**Aim**
Please give back the records starting at the line containing "In this exercise you will locate the terracotta" and ending at the end of the records, with each "drop" swapped for "place" and nothing else altered.

--- START OF Material provided ---

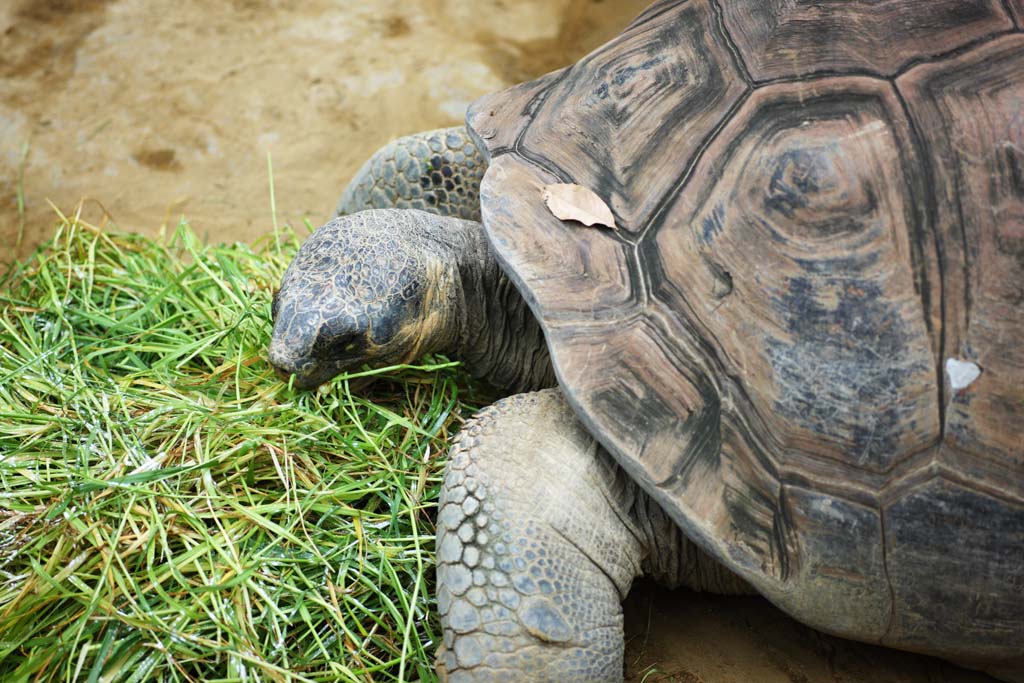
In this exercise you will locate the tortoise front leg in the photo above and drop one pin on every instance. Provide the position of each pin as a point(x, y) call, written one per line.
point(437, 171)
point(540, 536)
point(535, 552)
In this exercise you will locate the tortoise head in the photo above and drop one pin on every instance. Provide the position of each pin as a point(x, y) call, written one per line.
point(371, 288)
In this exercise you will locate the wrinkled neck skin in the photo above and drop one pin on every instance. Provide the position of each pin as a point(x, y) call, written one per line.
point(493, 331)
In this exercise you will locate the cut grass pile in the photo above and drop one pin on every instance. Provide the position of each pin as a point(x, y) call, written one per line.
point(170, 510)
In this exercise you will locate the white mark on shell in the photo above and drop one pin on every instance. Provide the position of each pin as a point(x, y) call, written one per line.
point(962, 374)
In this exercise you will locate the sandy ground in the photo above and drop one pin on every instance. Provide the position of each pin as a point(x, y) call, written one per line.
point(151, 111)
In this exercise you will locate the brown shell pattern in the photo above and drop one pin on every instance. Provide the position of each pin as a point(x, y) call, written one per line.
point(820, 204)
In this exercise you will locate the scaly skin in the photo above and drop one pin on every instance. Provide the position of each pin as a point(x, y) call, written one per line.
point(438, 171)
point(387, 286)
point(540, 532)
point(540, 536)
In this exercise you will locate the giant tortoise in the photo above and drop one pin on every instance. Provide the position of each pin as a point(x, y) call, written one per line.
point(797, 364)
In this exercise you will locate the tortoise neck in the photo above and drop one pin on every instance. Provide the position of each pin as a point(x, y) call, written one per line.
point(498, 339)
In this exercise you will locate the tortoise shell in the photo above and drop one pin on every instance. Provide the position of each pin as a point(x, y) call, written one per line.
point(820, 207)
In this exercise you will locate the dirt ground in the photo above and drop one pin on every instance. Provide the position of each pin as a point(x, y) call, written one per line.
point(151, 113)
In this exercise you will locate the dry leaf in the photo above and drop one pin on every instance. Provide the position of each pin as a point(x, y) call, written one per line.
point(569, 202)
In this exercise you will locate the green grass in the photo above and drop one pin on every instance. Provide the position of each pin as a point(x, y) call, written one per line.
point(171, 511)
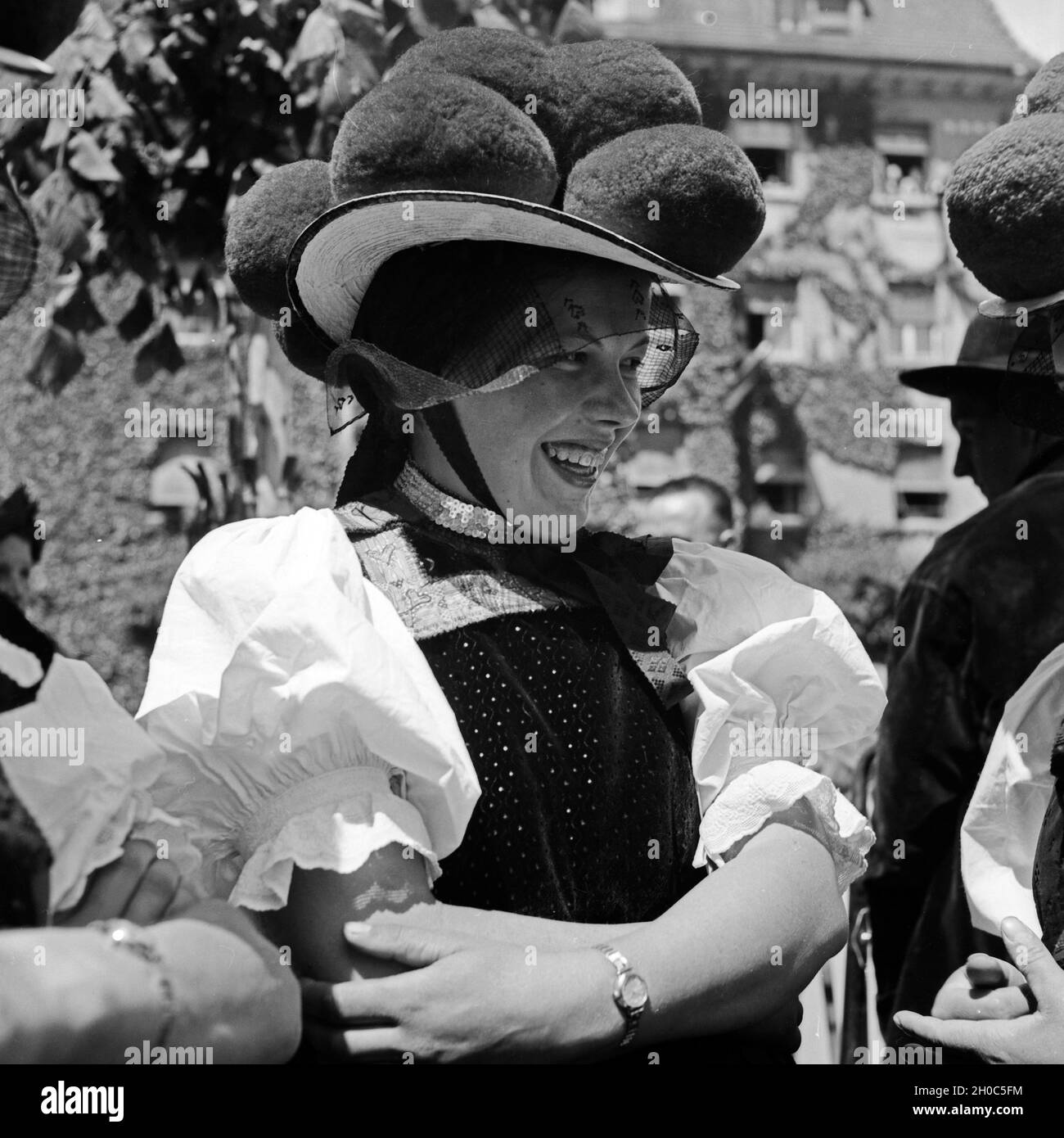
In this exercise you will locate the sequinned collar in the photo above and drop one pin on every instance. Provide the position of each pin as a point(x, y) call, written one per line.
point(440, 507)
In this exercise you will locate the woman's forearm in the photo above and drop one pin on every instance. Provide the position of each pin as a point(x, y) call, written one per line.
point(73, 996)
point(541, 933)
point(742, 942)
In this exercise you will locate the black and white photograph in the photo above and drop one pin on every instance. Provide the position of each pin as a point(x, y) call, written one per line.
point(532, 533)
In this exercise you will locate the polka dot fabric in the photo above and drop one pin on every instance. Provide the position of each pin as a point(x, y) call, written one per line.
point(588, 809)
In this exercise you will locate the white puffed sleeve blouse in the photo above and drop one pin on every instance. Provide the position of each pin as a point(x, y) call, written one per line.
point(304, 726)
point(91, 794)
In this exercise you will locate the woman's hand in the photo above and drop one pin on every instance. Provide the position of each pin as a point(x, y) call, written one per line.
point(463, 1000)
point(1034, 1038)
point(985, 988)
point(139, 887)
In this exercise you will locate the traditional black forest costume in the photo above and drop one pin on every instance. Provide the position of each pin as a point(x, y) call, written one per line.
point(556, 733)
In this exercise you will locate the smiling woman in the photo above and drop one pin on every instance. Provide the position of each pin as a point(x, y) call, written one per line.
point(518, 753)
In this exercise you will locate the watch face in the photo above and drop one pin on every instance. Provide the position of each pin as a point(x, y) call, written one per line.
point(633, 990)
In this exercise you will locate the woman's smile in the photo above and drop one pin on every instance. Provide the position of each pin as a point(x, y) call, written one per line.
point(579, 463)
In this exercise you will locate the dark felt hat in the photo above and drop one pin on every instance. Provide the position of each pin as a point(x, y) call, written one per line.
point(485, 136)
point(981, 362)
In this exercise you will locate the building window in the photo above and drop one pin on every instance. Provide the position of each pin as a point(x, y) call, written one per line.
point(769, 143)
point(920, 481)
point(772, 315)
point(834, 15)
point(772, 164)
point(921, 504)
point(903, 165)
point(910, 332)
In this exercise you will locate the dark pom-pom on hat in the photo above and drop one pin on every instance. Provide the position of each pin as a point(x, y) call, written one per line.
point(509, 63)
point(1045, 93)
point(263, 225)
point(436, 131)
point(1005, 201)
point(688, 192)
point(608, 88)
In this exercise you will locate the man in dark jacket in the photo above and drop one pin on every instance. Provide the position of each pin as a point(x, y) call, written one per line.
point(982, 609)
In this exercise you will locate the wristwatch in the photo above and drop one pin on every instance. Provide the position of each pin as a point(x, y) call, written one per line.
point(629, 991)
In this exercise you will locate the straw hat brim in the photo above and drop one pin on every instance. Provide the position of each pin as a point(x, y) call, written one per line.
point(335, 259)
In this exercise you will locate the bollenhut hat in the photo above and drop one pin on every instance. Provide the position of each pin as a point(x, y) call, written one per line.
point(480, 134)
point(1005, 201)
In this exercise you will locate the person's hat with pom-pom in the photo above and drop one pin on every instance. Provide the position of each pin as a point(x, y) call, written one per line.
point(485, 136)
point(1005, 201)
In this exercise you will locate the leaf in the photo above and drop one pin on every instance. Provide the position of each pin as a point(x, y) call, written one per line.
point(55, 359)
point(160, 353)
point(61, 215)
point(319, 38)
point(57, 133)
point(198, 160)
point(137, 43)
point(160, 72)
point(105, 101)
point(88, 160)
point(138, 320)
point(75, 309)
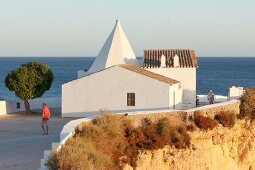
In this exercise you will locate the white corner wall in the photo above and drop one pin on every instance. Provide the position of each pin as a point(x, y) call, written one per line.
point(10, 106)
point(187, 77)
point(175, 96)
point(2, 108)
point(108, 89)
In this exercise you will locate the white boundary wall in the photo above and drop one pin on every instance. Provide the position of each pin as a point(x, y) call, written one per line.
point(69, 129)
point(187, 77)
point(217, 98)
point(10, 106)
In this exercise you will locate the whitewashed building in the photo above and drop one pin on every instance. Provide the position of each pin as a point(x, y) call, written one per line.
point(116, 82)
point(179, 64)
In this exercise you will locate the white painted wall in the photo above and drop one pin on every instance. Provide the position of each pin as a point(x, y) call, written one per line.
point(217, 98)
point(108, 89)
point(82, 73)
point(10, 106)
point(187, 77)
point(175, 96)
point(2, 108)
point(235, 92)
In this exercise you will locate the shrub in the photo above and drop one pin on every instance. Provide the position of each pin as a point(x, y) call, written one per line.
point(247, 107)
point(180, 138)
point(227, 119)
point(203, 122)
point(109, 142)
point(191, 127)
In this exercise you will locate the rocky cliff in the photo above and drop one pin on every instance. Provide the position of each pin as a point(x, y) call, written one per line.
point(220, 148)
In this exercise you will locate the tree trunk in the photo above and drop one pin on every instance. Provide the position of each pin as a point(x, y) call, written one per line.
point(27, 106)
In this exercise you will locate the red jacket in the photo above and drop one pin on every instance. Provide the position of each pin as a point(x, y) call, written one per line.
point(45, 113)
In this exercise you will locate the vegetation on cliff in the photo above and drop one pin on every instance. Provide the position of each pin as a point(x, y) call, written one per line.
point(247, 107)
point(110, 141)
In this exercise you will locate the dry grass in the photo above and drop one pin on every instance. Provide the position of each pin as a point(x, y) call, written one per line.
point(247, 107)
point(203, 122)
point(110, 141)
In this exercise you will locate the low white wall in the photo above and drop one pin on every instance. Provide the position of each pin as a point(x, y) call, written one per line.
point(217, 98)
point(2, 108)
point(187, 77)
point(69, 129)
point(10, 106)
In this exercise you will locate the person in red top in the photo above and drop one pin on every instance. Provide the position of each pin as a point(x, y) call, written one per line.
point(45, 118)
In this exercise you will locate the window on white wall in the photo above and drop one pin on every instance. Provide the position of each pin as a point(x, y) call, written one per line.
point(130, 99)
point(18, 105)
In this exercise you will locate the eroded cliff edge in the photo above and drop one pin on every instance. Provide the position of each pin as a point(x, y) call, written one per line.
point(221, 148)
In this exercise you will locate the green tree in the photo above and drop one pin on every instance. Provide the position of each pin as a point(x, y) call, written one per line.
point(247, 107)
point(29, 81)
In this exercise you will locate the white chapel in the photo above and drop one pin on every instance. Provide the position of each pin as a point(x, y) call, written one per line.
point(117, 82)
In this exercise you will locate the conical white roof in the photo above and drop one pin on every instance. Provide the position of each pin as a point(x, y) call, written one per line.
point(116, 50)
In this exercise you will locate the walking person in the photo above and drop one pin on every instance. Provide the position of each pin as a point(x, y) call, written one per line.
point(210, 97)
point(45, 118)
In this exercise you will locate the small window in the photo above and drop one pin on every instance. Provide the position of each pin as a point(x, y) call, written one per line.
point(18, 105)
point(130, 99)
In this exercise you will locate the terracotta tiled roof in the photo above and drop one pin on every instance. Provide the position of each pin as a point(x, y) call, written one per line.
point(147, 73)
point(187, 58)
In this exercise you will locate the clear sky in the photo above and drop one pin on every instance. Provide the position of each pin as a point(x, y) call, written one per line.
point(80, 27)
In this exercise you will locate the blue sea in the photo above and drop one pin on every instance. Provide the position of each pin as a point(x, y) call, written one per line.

--- END OF Material provided ---

**Final result**
In this exercise you will locate the terracotta tiled roof in the photo above and place one pin on every instance. Provide the position of each pin as a point(x, y) call, written one per line.
point(147, 73)
point(187, 58)
In this exercise you will locate the clear sky in the photo above and place one pin on every instance. Provide the position of each pin as a point(x, y) call, written one per line.
point(80, 27)
In this exercise you will locate the blue sea in the photo above and place one pin on every instance. Provide the position of each pin as a point(x, y) call, written one per line.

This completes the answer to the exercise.